> _Task instructions_: Copy each of the rows below word for word, leaving out the pictures.

> _Data for processing_:
** begin **

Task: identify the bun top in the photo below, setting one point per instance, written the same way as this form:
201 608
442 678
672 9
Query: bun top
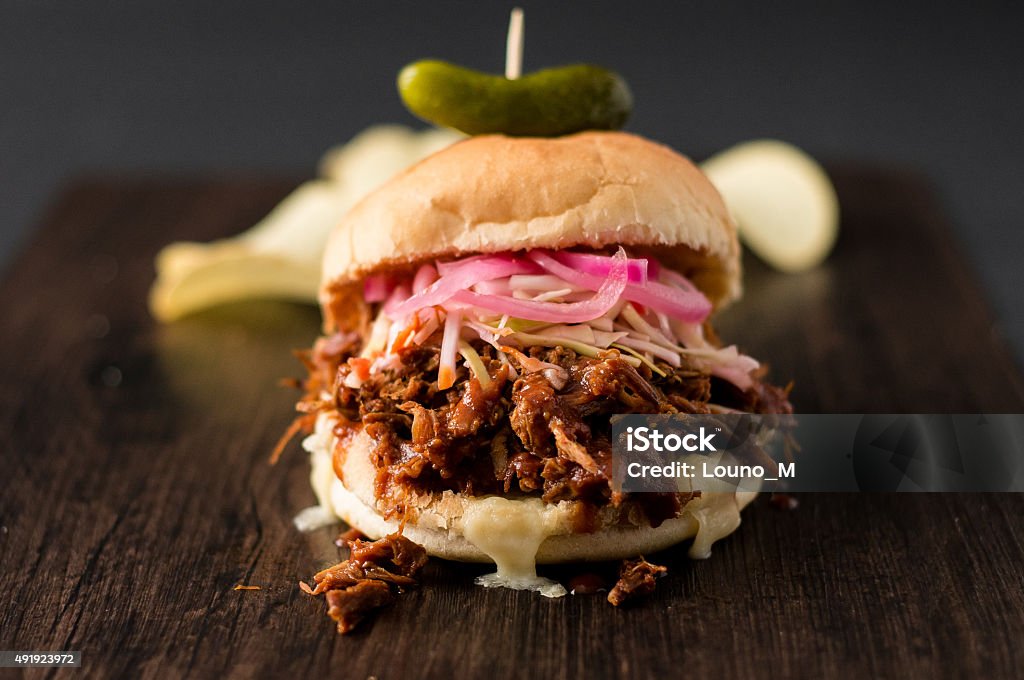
494 194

** end **

> _Exercise result_:
Task: identify the bun top in the photo below, setting one point per instance, written the same way as this form:
201 608
442 678
672 9
Query: bun top
494 194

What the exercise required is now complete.